PROBLEM DESCRIPTION.
Could you write out the records below exactly as they appear?

MATERIALS PROVIDED.
* * *

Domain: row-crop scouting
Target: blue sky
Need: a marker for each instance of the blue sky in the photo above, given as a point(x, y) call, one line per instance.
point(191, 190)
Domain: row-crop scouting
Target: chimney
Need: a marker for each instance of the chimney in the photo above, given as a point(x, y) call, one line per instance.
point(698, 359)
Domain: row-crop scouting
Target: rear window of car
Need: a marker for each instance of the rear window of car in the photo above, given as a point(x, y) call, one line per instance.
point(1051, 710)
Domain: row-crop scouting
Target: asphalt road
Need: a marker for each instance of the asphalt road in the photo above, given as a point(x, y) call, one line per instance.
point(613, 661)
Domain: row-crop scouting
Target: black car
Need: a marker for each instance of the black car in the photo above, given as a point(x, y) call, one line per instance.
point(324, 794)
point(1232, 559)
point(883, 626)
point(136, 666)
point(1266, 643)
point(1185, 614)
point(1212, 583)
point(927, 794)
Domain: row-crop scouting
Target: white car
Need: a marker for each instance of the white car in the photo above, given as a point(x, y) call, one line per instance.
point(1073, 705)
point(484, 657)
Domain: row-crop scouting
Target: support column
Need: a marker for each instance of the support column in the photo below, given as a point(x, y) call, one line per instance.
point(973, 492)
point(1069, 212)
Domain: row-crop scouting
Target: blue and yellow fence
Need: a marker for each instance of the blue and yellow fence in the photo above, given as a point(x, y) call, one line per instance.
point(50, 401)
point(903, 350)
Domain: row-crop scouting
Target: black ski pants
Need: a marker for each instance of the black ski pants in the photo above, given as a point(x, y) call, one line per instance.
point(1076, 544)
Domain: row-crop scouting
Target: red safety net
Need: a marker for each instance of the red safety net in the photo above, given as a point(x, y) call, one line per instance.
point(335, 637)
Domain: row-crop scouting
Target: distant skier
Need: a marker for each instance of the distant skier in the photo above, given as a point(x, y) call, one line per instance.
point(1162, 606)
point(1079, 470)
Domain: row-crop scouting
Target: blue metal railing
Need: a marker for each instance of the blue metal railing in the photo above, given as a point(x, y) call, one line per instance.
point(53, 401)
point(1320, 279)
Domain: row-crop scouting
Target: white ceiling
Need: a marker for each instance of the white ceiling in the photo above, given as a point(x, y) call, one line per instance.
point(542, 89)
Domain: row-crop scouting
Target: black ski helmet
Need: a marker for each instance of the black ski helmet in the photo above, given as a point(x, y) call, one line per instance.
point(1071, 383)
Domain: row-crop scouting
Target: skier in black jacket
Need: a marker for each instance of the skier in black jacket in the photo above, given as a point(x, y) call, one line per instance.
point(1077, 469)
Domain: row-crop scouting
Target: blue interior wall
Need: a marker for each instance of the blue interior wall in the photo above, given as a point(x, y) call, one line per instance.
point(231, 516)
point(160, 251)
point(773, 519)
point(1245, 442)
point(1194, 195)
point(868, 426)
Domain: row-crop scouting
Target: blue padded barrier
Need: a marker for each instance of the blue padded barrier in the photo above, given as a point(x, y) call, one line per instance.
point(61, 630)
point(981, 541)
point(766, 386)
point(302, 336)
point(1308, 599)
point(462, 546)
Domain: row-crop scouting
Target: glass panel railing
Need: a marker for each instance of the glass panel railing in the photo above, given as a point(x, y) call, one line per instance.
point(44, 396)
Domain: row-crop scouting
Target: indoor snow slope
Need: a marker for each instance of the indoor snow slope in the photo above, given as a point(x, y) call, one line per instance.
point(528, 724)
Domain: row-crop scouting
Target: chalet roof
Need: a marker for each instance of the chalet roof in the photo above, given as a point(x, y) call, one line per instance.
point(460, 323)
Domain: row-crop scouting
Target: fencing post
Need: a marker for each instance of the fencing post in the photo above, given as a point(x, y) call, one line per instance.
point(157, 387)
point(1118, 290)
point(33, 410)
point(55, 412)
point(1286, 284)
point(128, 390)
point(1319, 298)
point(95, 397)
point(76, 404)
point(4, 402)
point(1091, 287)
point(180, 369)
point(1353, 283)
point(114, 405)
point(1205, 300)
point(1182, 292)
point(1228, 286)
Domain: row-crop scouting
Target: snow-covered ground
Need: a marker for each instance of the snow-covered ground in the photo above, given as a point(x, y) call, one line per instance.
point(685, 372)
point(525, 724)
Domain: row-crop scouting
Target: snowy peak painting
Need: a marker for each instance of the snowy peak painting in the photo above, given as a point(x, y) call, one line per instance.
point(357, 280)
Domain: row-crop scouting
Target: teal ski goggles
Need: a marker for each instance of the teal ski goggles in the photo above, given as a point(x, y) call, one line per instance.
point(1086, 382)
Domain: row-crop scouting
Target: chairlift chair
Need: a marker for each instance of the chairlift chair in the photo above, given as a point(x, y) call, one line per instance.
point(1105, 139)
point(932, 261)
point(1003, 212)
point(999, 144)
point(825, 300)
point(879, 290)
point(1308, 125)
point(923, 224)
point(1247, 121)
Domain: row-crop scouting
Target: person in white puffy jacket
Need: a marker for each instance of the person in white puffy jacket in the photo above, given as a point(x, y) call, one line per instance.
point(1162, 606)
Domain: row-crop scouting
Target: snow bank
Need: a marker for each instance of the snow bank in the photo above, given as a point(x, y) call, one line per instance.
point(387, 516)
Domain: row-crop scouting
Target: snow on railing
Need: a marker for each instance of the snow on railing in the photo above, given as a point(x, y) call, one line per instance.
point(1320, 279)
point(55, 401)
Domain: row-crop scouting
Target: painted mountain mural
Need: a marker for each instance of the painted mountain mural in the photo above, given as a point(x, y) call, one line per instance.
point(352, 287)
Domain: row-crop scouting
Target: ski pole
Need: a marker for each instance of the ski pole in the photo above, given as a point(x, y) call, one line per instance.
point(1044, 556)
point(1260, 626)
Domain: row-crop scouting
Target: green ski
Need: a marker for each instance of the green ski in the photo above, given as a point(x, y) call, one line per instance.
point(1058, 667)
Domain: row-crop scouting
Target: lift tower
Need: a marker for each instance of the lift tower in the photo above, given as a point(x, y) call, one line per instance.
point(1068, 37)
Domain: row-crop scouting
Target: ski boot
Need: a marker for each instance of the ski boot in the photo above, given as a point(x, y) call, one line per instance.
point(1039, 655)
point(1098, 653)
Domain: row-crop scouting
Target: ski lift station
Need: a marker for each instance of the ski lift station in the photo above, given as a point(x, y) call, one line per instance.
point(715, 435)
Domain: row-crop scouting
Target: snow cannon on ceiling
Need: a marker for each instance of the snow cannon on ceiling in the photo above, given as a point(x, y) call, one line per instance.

* * *

RESULT OF THIS TASK.
Domain: row-crop scouting
Target: blue sky
Need: a marker for each instance of the blue sky in the photo above, given as a point(x, y) call, one line per instance.
point(191, 190)
Domain: row-crop scouting
Target: chimney
Need: a marker for each instance of the chimney in the photo above, given as a point(x, y) call, one line per instance.
point(698, 359)
Domain: row-crop scouting
Target: rear window of car
Need: a marker for each instance of the rear window of car in the photo above, given as a point(x, y) call, one line per instance.
point(1051, 710)
Domain: row-crop scouting
Target: asphalt road
Need: a marker for each instance of the asphalt road in the photo above, given as a point(x, y) call, one line per instance.
point(613, 661)
Domain: row-crop scouting
Target: black car
Need: a marker for each instance of the black car in the photo above, given as a point(x, y) call, one line per instance.
point(324, 794)
point(1232, 559)
point(883, 626)
point(136, 666)
point(1266, 643)
point(1185, 614)
point(1212, 583)
point(927, 794)
Domain: row-crop scouting
Target: white car
Need: a marker for each instance of the white car in the photo above, given as a point(x, y) call, one line per instance.
point(1073, 705)
point(484, 657)
Domain: row-crop scouting
Target: support column
Need: a marker for each instance of the support column in the photo below, given as a point(x, y) call, one line per instance.
point(973, 492)
point(1069, 212)
Domain: row-crop scouting
Target: blue and yellow fence
Need: a marker for each instance of the blue and yellow fence in the photo above, given as a point(x, y) call, one line per instance.
point(50, 401)
point(903, 350)
Domain: row-crop scouting
Target: black ski pants
Need: a marker for each instance of the black ski pants in the photo above, given as a point(x, y) call, one line per instance.
point(1076, 544)
Domain: row-crop scouting
Target: red safety net
Need: a marker for each instance of the red safety net in the photo above, given as a point(x, y) call, one line per instance.
point(335, 637)
Domain: row-crop scouting
Target: distant skier
Need: a marker for each instance of the distant skier in the photo above, given as a point(x, y) call, one line per instance.
point(1162, 606)
point(1079, 470)
Domain: row-crop scouting
Target: blue metal railing
Need: a marker for each instance of the blue metal railing in the photo above, given as a point(x, y) call, one line per instance.
point(53, 401)
point(1320, 279)
Domain: row-crop scouting
Target: white ceiling
Need: a marker for each instance of the white ceiling in the photo above, given as a point(x, y) call, one line per instance.
point(542, 89)
Domain: row-crop scouting
Target: black ski helmet
Need: a marker for each instance of the black ski helmet in the photo above, given as a point(x, y) call, one line per instance.
point(1071, 383)
Domain: row-crop scouting
Target: skier in black jacket
Need: a marker for each instance of the skier in black jacket in the photo above, given as a point(x, y) call, one line per instance.
point(1077, 469)
Domain: row-crop scouting
Target: blue interior wall
Need: a marker for each instance of the blue interior wall in the photo above, given as a point(x, y) call, one line per instance.
point(231, 516)
point(160, 251)
point(773, 519)
point(1245, 442)
point(1194, 195)
point(868, 426)
Domain: row-crop scouting
Target: blue padded barrier
Need: a marker for each instance of the blue padded barrier in the photo above, given as a point(x, y) call, one line per instance.
point(61, 630)
point(981, 541)
point(766, 386)
point(302, 336)
point(1308, 599)
point(462, 546)
Domain: row-crop scouting
Target: glass panel railing
Need: a marker for each instance of the glass panel railing in the photo above, given as a point(x, y) call, one line per instance.
point(44, 396)
Domain: row-crop scouting
Target: indoor snow slope
Need: a marker for each instance of the indoor snow slope in the photo above, given as a point(x, y) call, one line per instance.
point(528, 724)
Domain: row-crop scouting
Target: chalet roof
Need: a marker for each instance of the chalet roof in the photo above, given as a point(x, y) call, one line per instance.
point(460, 323)
Domain: row-crop scouting
Target: fencing post
Need: a marker for each instance of the fencing post in the photo above, given as a point(x, y) call, one line per instance.
point(157, 387)
point(1118, 290)
point(33, 410)
point(55, 412)
point(1286, 284)
point(128, 390)
point(1319, 298)
point(95, 397)
point(76, 404)
point(4, 402)
point(1091, 287)
point(180, 369)
point(1353, 283)
point(114, 405)
point(1205, 300)
point(1182, 292)
point(1228, 286)
Domain: row-crop scouting
Target: snow-covered ground
Need: a marker for each instance of the snow-covered ground in the photo above, given as a point(x, y) call, one line per instance.
point(685, 372)
point(525, 724)
Domain: row-crop scouting
Target: snowy peak painting
Need: a marker for each instance of the snowy peak painting in the photo above, given as a point(x, y) call, one line per instance.
point(357, 280)
Domain: row-crop scouting
Target: teal ski goggles
Need: a marker for each instance of the teal ski goggles in the photo above, given as a point(x, y) call, one line per instance.
point(1086, 382)
Domain: row-crop scouting
Target: chairlift chair
Need: a marker for each instance of the chairlift chair in the photo above, given as a point(x, y) call, one line per instance.
point(1105, 139)
point(932, 261)
point(1003, 212)
point(999, 144)
point(825, 300)
point(879, 290)
point(1308, 125)
point(923, 224)
point(1247, 121)
Domain: row-crop scouting
Target: person in white puffy jacket
Need: a marker for each instance of the person in white puffy jacket in the photo above, given as a point(x, y) call, one line per instance.
point(1162, 606)
Domain: row-crop scouting
Target: snow bank
Need: a marker for each instance of the snow bank in the photo above, given as a point(x, y) call, one line per instance.
point(387, 516)
Domain: row-crop scouting
Target: snow on railing
Need: a marker for each instance of the snow on railing in the photo above, given as a point(x, y) call, one line per instance.
point(1320, 279)
point(55, 401)
Domain: row-crop scouting
Target: painted mountain mural
Need: a marker for each instance of the painted mountain mural in the photo above, given as a point(x, y) call, one line per instance.
point(352, 287)
Domain: row-crop scouting
Target: ski pole
Need: a marker for each instance of the ski pole in the photo above, given as a point(x, y) call, one line per instance.
point(1044, 556)
point(1260, 626)
Domain: row-crop scouting
Target: green ski
Need: a marker for each instance of the green ski in the photo above, given as a point(x, y) call, one line per instance.
point(1058, 667)
Domain: row-crop scouting
Target: lift tower
Need: a marker for each instance of the lift tower in the photo above, given as a point(x, y) call, one line per instance.
point(1068, 37)
Domain: row-crop scouting
Target: ski boot
Need: a marker for each instance of the ski boot in the photo above, given as a point(x, y) call, one line per instance.
point(1039, 655)
point(1098, 653)
Domain: row-crop scouting
Target: ski lift station
Need: a marker for each instance of the ski lift station in the photo above, given as a point(x, y) call, one line per instance.
point(715, 435)
Domain: row-crop scouting
Target: snow cannon on ceiling
Need: a marker for each instance of the snow cannon on ceiling in the photo above, given as a point(x, y) call, one line per instance.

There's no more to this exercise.